### Problem to solve
All of the listing should be returned as written, apart from any picture in it.

◆ ◆ ◆

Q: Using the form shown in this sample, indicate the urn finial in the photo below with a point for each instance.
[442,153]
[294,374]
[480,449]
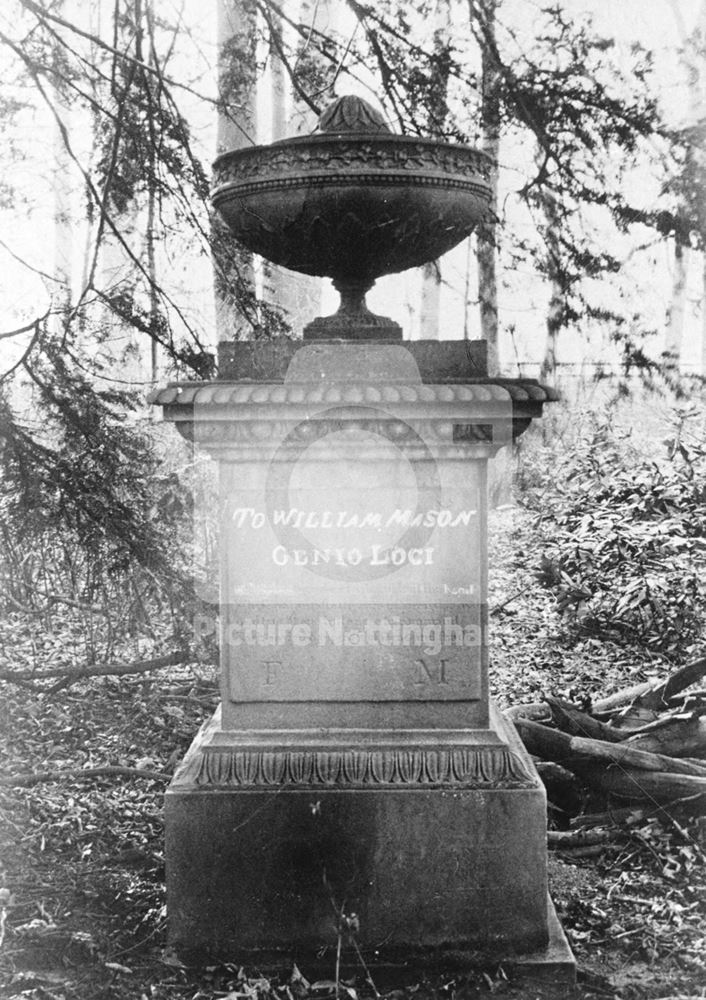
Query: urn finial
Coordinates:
[352,114]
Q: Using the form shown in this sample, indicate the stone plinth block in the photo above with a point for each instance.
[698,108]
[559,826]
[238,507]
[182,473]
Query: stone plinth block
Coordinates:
[442,858]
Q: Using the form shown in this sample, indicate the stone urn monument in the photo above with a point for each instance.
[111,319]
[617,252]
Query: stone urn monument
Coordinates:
[357,789]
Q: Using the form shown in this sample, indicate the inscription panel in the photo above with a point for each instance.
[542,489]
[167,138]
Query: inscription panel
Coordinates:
[366,653]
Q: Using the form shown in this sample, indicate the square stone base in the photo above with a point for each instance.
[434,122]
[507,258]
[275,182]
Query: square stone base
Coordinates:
[452,872]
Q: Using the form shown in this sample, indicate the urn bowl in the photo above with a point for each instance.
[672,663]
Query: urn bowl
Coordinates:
[353,206]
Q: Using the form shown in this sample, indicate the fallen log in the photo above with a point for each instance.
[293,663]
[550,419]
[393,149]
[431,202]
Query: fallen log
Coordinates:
[682,678]
[654,694]
[581,838]
[620,699]
[612,817]
[563,788]
[541,741]
[71,773]
[675,736]
[573,721]
[630,757]
[97,669]
[639,786]
[537,711]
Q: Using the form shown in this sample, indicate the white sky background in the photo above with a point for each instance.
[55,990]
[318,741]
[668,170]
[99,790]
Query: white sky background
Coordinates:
[657,24]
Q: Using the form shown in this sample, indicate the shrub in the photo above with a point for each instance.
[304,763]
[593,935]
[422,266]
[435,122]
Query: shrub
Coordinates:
[624,536]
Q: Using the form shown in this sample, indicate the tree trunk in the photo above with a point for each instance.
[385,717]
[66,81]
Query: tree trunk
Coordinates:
[557,297]
[677,308]
[628,756]
[234,271]
[678,736]
[485,234]
[571,720]
[298,296]
[429,314]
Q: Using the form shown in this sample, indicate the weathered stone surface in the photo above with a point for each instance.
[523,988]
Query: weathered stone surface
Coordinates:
[255,874]
[437,361]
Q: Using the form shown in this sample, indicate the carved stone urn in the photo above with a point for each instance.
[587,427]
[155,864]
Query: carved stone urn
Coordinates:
[357,796]
[352,202]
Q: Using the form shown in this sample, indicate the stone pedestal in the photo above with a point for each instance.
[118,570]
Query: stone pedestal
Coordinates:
[356,780]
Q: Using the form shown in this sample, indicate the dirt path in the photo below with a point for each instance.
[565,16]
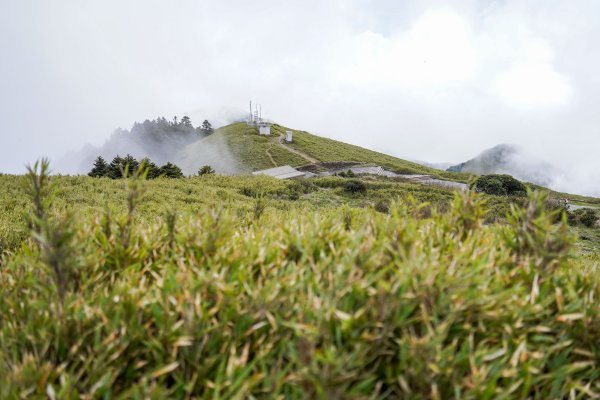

◆ ◆ ◆

### Expected output
Q: Using the form shown in this sample, indicate the urn finial in the photo below with a point for each instance.
[442,153]
[294,374]
[480,449]
Query: urn finial
Coordinates:
[352,114]
Q: Using the form shown in this sample, indicate the stone plinth block in the photo above with a point for each instance.
[698,108]
[559,826]
[238,507]
[182,473]
Query: stone plinth block
Coordinates:
[442,858]
Q: Using the form shown in this sample, indicate the stone urn monument in the photo above with a point for each instance.
[111,319]
[617,252]
Query: stone urn monument
Coordinates:
[357,789]
Q: Using the form shown in this sample, indicate the inscription panel in the photo above with a point for each instance.
[542,489]
[167,138]
Query: inscription panel
Coordinates:
[366,653]
Q: Using the form shown in this sample, indicate the square stone base in the photo above with a point for each instance.
[434,122]
[507,258]
[275,182]
Query: square stone base
Coordinates:
[452,872]
Q: Using the form shown in this sample, indicate the urn bowl in the photo above with a point for each instance.
[672,663]
Query: urn bowl
Coordinates:
[353,206]
Q: Using the form shown in this sample, indicate the fallen log in the photo above with a point for each instance.
[293,663]
[550,419]
[393,149]
[431,202]
Query: fallen log
Coordinates:
[682,678]
[654,694]
[581,838]
[620,699]
[612,817]
[563,788]
[541,741]
[71,773]
[675,736]
[573,721]
[630,757]
[97,669]
[639,786]
[537,711]
Q: Using the form shown in this sample, indicate the white sky background in the photo above with a point for each instance.
[55,990]
[318,741]
[668,170]
[99,790]
Query: white sky background
Coordinates:
[657,24]
Q: Using the form shown in this sample, indicate the shrub in the photo above with a point for each instance.
[304,763]
[593,935]
[422,266]
[435,122]
Query: shrub
Coordinates:
[624,536]
Q: Using the form shown in this sample, indicate the tree trunk in the photo above with a point for each instance.
[385,717]
[66,81]
Query: tree trunk
Coordinates:
[557,297]
[677,308]
[628,756]
[234,271]
[678,736]
[485,234]
[571,720]
[298,296]
[429,314]
Q: Using the form shown in this sample, indicate the weathered stone surface in the photo above with a point for each instance.
[523,988]
Query: weathered stone surface
Coordinates:
[255,874]
[437,361]
Q: Using the form shown in this sample, indicate the carved stone urn in the photo above with a point for each instance.
[587,427]
[155,864]
Query: carved stone urn
Coordinates:
[357,796]
[352,202]
Q: Using the form shown in this sample, indicate the stone pedestal in the photo above with a point for each instance.
[118,570]
Query: stone pedestal
Coordinates:
[356,780]
Q: Using the form shown in this sample, indicate the dirt path in the photo below with a point for each instance.
[565,16]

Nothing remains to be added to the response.